**TEXT FOR ANALYSIS:**
Using people's 'heartlanguage' always makes a difference, writes Ruth Eardley.
It was an ordinary working day but my friend was wearing a gorgeous sari in red and gold. 'I don't get many thank you cards' she confided, 'but I do get a lot of hugs'. She is a GP in an area of Leicester where there is a large Asian community and she speaks four ('or five – if you count Urdu') Asian languages– besides flawless English.
The hugs are from old ladies who speak only their mother tongue.They hail from the Punjab and the Gujarat, from Pakistan and Bangladesh. Some have lived most of their lives in Leicester but have never mastered Received Pronunciation let alone a 'propah Lestah'accent and a glottal stop. They usually bring a daughter-in-law or grandchild to the surgery to translate. How wonderful to get an appointment with my friend – they can attend in privacy and alone; they can express themselves and understand the questions; there is true communication and not so much compliance as concordance. 'What do the old men do?' I asked. 'Oh, they still see me,' she smiled. 'They shake my hand for a long time and their eyes fill with tears. But no hugs!'
By a happy coincidence, Leicester is associated with William Carey who loved the people of India and learned their dialects. He 'translated the Scriptures in part into thirty-four languages, with six whole Bibles and twenty-three New Testaments'. (1)

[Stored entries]
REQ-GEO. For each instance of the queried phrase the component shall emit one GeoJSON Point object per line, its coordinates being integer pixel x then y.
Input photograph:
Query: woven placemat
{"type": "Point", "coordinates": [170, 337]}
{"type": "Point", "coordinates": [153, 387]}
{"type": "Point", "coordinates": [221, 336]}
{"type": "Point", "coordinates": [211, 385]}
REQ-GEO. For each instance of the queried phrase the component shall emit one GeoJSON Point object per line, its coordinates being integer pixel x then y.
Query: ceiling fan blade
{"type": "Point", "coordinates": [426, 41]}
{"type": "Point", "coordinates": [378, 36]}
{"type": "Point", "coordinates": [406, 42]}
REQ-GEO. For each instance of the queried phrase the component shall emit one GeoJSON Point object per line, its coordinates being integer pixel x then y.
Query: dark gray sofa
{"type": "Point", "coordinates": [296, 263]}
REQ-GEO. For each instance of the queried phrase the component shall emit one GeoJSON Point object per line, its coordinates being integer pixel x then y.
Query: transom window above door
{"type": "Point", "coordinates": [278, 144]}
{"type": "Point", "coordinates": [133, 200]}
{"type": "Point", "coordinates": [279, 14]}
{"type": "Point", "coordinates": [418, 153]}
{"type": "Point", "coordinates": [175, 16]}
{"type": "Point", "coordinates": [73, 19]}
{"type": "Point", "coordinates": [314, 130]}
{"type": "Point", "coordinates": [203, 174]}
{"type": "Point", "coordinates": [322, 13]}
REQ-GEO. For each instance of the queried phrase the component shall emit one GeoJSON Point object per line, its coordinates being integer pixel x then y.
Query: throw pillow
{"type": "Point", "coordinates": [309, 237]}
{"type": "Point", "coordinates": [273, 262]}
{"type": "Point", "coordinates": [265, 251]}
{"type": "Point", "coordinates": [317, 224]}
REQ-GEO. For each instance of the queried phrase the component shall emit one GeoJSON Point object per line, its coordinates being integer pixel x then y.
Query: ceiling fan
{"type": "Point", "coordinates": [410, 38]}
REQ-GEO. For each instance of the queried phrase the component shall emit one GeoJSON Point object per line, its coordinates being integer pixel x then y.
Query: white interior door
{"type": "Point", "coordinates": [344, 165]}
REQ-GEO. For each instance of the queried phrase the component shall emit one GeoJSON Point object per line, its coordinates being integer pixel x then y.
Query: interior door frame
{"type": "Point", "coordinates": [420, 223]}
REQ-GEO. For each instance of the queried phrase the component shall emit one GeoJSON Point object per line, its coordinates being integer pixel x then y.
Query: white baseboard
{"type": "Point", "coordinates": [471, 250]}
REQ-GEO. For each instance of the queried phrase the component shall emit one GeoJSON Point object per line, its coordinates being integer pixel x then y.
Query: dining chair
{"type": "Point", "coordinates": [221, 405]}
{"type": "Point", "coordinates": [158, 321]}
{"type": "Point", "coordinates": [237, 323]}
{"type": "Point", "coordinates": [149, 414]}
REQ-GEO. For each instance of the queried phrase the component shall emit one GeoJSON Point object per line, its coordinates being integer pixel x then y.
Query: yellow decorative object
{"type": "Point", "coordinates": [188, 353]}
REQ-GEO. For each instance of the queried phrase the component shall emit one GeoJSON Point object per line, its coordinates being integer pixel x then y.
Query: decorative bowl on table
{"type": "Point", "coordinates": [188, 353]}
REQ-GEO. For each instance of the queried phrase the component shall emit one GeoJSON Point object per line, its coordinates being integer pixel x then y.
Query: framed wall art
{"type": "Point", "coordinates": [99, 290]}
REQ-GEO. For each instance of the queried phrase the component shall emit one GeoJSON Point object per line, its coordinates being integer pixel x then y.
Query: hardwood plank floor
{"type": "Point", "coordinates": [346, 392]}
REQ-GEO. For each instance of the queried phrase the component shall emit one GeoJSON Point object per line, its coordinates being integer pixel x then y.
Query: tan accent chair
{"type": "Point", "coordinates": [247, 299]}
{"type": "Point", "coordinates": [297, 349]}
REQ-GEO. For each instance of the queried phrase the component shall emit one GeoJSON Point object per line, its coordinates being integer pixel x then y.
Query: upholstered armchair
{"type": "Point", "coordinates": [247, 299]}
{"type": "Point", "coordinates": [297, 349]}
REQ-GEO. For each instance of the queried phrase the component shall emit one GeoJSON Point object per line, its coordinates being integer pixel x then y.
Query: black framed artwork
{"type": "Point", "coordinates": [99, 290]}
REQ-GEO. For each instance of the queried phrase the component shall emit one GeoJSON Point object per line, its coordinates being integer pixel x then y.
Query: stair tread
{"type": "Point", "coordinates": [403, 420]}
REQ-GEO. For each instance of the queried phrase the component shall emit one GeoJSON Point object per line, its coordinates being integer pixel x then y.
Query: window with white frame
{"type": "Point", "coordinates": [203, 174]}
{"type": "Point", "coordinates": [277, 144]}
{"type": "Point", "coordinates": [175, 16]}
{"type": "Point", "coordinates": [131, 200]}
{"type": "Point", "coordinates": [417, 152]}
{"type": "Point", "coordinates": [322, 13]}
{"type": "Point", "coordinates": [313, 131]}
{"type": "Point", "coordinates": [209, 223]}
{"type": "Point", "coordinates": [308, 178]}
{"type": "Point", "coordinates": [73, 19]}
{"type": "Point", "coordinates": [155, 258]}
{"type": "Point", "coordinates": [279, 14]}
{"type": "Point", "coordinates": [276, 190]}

**COMPLETE THE FOLLOWING:**
(1) Answer these questions about the piece on speaking people's heart language:
(a) How many Asian languages does the GP friend speak?
(b) Who do the old ladies usually bring to the surgery to translate?
(c) Into how many languages did William Carey translate the Scriptures in part?
(2) Extend the piece on speaking people's heart language, picking up after its final sentence.
These entries are separate material and have nothing to do with the piece on speaking people's heart language.

**ANSWERS FOR EACH ITEM:**
(1)
(a) Four, or five if Urdu is counted.
(b) A daughter-in-law or a grandchild.
(c) Thirty-four.

(2)
We know that there is perfect, loving and joyful communication within the Trinity and that God communicated with the world through his son Jesus – the Word. (2) Like those grateful patients, we should thank God for communicating with us in a way we can comprehend.
Down the road from Leicester is Lutterworth where John Wycliffe was rector in the fourteenth century. With others, he translated the Bible from Latin into English – a dangerous enterprise in those days. How avidly the scripturally-impoverished populace welcomed the word of God in their own tongue! Wycliffe Bible Translators bear his name. WBT declares that 'history documents the Bible's profound impact on individuals and societies. Its impact is greatest when written in the “heart language” of a people.' (3)
Thank God for John Wycliffe and for William Carey. Thank God for William Tyndale (who later translated the Bible into English from the original languages) and Bible translators today.
Do you have the Bible in your heart language? Read it and bethankful.
Ruth Eardley is a GP based in Leicester.